Your assignment:
For the records that follow, please set down exactly the lines between the one holding "Category: white fish belly" and the one holding "Category: largemouth bass", inclusive, and only those.

Supplied records:
*** Begin section ***

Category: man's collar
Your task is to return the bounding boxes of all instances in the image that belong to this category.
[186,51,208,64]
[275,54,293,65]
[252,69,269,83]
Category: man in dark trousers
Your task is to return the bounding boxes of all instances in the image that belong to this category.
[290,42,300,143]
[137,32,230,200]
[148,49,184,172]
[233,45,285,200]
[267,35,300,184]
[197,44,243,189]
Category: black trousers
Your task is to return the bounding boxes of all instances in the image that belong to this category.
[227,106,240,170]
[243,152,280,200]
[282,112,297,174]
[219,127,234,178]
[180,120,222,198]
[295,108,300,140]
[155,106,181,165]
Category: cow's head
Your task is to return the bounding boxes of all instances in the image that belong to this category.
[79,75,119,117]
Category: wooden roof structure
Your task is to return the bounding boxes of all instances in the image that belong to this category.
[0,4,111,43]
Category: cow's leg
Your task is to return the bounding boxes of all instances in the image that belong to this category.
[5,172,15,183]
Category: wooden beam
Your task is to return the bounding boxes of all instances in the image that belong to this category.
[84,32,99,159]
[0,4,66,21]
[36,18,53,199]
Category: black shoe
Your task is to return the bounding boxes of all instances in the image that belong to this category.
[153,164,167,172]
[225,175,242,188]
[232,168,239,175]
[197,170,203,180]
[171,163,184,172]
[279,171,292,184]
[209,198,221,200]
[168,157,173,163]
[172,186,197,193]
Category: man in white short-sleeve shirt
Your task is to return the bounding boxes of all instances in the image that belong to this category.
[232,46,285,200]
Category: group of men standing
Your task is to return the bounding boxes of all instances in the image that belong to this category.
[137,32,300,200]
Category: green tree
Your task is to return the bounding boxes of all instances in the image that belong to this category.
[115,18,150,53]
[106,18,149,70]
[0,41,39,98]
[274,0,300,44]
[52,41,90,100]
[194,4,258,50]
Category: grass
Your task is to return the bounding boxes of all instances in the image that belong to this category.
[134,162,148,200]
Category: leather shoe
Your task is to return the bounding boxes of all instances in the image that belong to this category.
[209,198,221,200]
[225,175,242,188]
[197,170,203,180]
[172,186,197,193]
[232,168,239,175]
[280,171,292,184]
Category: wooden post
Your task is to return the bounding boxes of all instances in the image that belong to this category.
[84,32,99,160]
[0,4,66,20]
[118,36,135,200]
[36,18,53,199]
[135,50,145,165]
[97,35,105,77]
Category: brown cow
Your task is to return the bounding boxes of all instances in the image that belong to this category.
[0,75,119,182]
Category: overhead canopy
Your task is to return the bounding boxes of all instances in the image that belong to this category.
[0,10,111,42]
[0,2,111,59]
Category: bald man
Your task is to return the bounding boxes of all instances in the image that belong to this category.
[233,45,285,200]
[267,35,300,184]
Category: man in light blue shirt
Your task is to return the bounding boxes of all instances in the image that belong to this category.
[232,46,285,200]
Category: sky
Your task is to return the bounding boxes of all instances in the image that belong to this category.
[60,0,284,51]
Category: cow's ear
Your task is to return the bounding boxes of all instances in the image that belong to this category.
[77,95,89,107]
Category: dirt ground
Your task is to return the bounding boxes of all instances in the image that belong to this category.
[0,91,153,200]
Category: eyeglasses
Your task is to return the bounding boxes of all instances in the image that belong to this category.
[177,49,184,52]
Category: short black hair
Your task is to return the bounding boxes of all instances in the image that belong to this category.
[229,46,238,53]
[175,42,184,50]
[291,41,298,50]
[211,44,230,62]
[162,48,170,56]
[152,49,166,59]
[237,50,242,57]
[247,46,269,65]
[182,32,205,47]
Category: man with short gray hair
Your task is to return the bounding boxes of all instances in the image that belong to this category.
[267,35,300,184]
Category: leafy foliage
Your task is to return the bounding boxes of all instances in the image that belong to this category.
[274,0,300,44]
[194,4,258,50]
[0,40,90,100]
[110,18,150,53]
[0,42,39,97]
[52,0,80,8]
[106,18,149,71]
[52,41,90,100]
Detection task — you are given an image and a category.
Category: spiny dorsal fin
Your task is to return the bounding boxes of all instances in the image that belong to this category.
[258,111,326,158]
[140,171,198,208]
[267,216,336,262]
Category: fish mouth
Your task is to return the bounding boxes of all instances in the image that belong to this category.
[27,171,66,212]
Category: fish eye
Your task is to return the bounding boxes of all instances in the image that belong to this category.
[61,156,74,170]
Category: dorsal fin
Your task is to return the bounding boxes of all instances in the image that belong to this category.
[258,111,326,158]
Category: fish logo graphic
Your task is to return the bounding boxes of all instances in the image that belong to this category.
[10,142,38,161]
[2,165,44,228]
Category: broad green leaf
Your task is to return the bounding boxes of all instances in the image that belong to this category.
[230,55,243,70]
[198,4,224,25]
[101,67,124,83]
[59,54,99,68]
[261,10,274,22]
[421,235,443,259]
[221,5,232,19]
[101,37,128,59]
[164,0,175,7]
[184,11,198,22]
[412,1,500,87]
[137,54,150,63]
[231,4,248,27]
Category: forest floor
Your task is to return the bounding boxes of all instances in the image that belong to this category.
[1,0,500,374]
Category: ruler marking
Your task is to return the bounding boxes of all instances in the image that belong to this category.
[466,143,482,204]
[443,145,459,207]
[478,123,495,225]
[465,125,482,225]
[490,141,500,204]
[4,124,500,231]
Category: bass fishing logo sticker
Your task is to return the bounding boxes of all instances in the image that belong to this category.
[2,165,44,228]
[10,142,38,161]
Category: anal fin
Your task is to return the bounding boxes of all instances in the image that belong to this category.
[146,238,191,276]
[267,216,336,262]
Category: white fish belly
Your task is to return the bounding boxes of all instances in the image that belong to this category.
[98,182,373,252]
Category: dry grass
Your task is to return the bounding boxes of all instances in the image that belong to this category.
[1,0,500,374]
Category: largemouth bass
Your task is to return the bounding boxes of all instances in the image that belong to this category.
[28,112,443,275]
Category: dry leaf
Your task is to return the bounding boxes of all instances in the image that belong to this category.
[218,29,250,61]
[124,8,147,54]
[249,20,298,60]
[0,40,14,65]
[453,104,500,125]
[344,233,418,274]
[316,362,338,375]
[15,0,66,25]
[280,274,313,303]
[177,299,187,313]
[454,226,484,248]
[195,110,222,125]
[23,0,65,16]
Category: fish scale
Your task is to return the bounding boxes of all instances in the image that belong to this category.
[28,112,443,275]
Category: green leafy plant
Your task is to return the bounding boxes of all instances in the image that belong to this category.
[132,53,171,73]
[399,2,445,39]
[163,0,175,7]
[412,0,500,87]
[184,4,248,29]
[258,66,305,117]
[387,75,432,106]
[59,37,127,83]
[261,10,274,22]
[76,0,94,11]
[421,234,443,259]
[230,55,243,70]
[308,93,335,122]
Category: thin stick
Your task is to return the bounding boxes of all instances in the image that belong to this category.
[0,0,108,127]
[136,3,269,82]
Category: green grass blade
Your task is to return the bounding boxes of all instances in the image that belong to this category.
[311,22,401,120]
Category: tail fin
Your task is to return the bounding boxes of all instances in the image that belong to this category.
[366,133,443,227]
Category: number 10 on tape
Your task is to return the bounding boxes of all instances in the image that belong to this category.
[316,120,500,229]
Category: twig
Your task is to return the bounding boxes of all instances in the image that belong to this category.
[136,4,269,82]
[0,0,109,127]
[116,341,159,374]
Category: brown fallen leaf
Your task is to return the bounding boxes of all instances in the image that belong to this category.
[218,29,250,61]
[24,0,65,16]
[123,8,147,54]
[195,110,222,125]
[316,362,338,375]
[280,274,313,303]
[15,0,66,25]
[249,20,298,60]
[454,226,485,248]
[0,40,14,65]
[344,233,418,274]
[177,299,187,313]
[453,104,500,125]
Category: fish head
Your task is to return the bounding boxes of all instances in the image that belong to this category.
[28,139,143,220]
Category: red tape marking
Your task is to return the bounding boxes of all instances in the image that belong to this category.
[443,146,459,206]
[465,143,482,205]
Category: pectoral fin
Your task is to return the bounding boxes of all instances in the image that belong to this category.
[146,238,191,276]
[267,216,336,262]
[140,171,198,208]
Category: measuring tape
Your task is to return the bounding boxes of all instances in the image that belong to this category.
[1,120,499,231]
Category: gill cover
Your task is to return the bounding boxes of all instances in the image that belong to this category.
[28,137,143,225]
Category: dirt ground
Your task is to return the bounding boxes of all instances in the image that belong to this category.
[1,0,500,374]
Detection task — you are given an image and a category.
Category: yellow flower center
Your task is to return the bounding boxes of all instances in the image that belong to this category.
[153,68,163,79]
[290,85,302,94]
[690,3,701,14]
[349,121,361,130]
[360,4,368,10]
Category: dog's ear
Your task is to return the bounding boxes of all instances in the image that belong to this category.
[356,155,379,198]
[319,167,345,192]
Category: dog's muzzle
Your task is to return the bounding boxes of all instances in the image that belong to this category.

*** End section ***

Task result:
Category: white fish belly
Your task is to return the bounding boxes of all instances in the image that belong to this category.
[98,182,373,252]
Category: dry grass
Your task is to return the bounding boxes of all instances in the image that belong to this category.
[1,0,500,374]
Category: largemouth bass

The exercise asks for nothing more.